● **MATERIAL TO PROCESS**:
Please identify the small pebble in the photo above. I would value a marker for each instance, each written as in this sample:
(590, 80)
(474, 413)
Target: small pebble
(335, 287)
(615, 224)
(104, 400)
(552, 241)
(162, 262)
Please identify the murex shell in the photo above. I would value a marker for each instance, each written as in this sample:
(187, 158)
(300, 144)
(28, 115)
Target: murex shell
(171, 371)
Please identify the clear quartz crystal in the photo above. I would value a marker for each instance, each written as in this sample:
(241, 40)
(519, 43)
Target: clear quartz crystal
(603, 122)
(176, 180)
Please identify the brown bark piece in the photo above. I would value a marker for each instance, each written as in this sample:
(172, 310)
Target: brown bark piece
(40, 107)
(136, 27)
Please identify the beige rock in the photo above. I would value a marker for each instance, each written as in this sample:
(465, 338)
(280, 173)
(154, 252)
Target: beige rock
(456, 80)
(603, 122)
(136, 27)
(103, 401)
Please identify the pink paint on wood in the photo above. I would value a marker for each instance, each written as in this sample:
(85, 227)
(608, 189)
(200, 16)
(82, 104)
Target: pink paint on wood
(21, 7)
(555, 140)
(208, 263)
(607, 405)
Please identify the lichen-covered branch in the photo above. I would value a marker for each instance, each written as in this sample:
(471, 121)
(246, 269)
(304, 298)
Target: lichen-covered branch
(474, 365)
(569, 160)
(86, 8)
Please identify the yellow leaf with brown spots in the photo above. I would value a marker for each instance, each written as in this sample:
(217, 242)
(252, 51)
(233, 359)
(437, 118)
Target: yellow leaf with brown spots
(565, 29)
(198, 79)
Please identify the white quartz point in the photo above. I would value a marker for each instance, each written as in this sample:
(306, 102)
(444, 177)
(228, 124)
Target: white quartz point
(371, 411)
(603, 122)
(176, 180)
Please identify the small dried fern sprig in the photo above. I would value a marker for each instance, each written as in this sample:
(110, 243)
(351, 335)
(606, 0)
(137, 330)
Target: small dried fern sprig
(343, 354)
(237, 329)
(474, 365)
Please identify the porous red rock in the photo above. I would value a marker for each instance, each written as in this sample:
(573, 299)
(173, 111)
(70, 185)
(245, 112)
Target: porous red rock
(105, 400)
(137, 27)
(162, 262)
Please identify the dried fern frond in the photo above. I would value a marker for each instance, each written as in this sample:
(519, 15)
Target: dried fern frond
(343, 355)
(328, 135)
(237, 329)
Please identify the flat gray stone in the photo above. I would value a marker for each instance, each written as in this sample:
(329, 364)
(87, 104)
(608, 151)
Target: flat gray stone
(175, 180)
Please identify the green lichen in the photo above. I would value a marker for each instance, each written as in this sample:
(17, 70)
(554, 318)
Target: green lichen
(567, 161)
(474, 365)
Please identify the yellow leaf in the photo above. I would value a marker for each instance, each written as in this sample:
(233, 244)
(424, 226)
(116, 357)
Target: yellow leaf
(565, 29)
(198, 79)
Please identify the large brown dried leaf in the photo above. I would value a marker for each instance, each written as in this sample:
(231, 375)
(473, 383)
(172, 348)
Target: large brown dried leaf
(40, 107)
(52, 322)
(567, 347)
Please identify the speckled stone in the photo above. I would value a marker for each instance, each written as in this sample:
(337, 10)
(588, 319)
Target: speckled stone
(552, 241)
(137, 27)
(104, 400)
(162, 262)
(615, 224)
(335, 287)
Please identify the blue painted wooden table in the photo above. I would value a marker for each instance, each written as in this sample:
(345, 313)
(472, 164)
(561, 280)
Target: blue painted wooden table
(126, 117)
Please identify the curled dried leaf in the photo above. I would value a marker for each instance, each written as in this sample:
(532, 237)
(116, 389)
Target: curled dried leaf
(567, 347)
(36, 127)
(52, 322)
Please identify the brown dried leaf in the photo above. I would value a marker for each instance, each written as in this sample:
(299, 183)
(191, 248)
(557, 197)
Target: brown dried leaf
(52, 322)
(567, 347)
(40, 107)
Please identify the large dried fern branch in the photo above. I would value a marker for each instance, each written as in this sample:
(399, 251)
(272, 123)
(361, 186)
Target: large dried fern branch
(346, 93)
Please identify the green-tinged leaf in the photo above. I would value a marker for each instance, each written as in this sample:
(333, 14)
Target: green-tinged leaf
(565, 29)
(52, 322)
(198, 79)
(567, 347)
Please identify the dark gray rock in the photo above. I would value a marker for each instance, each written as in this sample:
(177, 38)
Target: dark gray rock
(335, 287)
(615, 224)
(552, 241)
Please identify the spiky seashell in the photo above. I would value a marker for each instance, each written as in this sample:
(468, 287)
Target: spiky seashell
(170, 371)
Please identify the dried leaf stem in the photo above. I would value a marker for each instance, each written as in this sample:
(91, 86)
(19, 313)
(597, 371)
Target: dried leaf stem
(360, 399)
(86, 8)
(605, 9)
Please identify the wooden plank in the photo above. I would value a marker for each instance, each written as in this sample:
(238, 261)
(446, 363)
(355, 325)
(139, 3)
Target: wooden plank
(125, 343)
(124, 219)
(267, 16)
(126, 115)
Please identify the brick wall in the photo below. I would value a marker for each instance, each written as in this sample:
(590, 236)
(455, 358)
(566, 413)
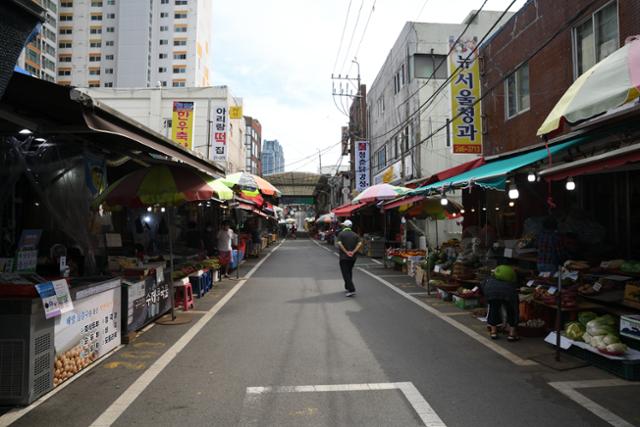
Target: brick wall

● **EXERCISE INSTRUCTIONS**: Shift every answer coordinate by adding 144 to each of its numbers. Write out all lines of the records from the line containing "Please identify the dried leaf" through the final line, with both ends included and all other numbers unchanged, and leave out the pictures.

● **CORRECT ANSWER**:
Please identify the dried leaf stem in the photo above. I would value a marker for each instance, each written as in this sample:
(91, 86)
(19, 313)
(597, 371)
Target: dried leaf stem
(504, 543)
(230, 152)
(749, 153)
Please identify the wooden plank in the photo above. I would value a marker for each instance, each written as in this sample:
(238, 261)
(446, 363)
(355, 325)
(139, 3)
Target: wooden plank
(269, 487)
(268, 363)
(411, 160)
(270, 259)
Please identify the brick wall in the photo below. I would value a marker for each instance, each written as in this sample:
(590, 236)
(455, 358)
(566, 413)
Target: brick wall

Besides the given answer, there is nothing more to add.